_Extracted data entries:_
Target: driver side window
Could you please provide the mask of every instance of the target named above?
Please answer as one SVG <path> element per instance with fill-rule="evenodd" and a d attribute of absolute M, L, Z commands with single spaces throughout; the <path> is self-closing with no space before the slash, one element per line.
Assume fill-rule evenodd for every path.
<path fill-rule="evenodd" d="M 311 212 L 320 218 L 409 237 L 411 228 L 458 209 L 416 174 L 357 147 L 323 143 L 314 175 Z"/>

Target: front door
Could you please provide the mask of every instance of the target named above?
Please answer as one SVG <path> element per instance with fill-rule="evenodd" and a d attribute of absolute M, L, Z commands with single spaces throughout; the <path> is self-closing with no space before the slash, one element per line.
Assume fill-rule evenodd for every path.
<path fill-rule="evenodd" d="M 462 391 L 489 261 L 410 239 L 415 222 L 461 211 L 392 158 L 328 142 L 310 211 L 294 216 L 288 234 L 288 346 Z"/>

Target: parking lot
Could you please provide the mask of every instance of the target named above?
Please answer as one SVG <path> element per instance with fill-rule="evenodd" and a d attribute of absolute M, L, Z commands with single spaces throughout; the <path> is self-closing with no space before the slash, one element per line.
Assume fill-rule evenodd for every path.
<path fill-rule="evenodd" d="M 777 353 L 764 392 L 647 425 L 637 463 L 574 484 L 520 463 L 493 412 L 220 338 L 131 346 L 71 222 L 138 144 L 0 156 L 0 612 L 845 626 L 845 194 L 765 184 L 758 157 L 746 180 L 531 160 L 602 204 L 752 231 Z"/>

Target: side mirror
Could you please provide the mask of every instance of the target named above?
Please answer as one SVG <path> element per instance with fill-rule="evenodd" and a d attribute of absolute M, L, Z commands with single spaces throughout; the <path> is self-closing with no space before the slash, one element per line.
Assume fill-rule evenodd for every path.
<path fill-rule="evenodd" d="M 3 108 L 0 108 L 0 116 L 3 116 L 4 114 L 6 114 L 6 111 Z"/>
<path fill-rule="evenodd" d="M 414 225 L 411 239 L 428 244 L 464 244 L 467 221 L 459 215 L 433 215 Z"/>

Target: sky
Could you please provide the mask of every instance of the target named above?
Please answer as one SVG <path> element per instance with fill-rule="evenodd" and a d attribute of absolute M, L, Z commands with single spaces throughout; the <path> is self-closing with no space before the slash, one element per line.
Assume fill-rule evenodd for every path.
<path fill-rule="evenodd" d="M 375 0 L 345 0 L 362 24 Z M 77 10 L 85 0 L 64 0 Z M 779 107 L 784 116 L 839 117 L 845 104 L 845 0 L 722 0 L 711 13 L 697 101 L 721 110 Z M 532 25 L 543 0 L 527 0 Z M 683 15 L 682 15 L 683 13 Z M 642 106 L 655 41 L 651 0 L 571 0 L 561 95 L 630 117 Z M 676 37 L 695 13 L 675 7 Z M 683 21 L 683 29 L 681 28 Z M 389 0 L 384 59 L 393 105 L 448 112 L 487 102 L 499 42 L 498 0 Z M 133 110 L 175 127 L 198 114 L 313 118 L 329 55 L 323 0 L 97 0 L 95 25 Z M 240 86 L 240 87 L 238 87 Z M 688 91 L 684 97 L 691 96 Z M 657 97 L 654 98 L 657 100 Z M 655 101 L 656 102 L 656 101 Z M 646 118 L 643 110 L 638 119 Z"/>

_Assignment:_
A verbatim copy of every entry is required.

_Result below:_
Target: driver side window
Could you please provide the mask of every instance of the target named above?
Please answer as one SVG <path> element per instance with fill-rule="evenodd" and a d attribute of absolute M, L, Z commands with single spaces throughout; the <path> is self-closing with no space before the slash, one element per line.
Assume fill-rule evenodd for every path.
<path fill-rule="evenodd" d="M 311 212 L 320 218 L 409 237 L 411 228 L 458 209 L 416 174 L 357 147 L 323 143 L 314 175 Z"/>

Target: front door
Could you please provide the mask of every instance of the target named above?
Please answer as one SVG <path> element per instance with fill-rule="evenodd" and a d attribute of absolute M, L, Z commands with single spaces throughout; the <path> is self-closing with no space before the slash, one element per line.
Assume fill-rule evenodd for every path.
<path fill-rule="evenodd" d="M 462 391 L 489 261 L 410 239 L 415 222 L 461 211 L 392 158 L 328 142 L 310 211 L 294 216 L 288 234 L 288 346 Z"/>

Target: parking lot
Could you please provide the mask of every instance of the target named above?
Please answer as one SVG <path> element per instance with fill-rule="evenodd" and a d attribute of absolute M, L, Z commands with single spaces throughout; the <path> is self-closing with no space before the slash, one element per line.
Assume fill-rule evenodd for every path.
<path fill-rule="evenodd" d="M 777 353 L 764 392 L 647 425 L 637 463 L 574 484 L 520 463 L 493 412 L 220 338 L 131 346 L 71 222 L 138 144 L 0 156 L 0 612 L 845 626 L 845 194 L 765 184 L 758 157 L 746 180 L 531 160 L 602 204 L 752 231 Z"/>

Target: side mirror
Could you please provide the mask of every instance of the target named above?
Please answer as one SVG <path> element per instance with fill-rule="evenodd" and a d attribute of absolute M, L, Z commands with single spaces throughout; the <path> is self-closing with no space before the slash, one element per line.
Assume fill-rule evenodd for every path.
<path fill-rule="evenodd" d="M 3 108 L 0 108 L 0 116 L 3 116 L 4 114 L 6 114 L 6 111 Z"/>
<path fill-rule="evenodd" d="M 414 225 L 411 239 L 428 244 L 464 244 L 467 221 L 459 215 L 433 215 Z"/>

Target: sky
Could you please provide the mask of every instance of the target named above?
Please answer as one SVG <path> element per instance with fill-rule="evenodd" and a d attribute of absolute M, L, Z commands with single spaces throughout; the <path> is self-closing with no space before the slash, one element per line.
Assume fill-rule evenodd for every path.
<path fill-rule="evenodd" d="M 375 0 L 345 0 L 362 24 Z M 77 10 L 85 0 L 64 0 Z M 779 107 L 784 116 L 839 117 L 845 104 L 845 0 L 722 0 L 711 13 L 697 101 L 721 110 Z M 532 25 L 543 0 L 527 0 Z M 683 15 L 682 15 L 683 13 Z M 642 106 L 655 41 L 651 0 L 571 0 L 561 95 L 630 117 Z M 676 37 L 695 13 L 675 7 Z M 683 21 L 683 29 L 681 28 Z M 389 0 L 384 59 L 393 105 L 448 112 L 487 102 L 499 42 L 498 0 Z M 133 110 L 175 127 L 198 114 L 313 118 L 329 55 L 323 0 L 97 0 L 95 25 Z M 240 86 L 240 87 L 238 87 Z M 688 91 L 684 97 L 691 96 Z M 657 97 L 654 98 L 657 100 Z M 655 101 L 656 102 L 656 101 Z M 646 118 L 643 110 L 638 119 Z"/>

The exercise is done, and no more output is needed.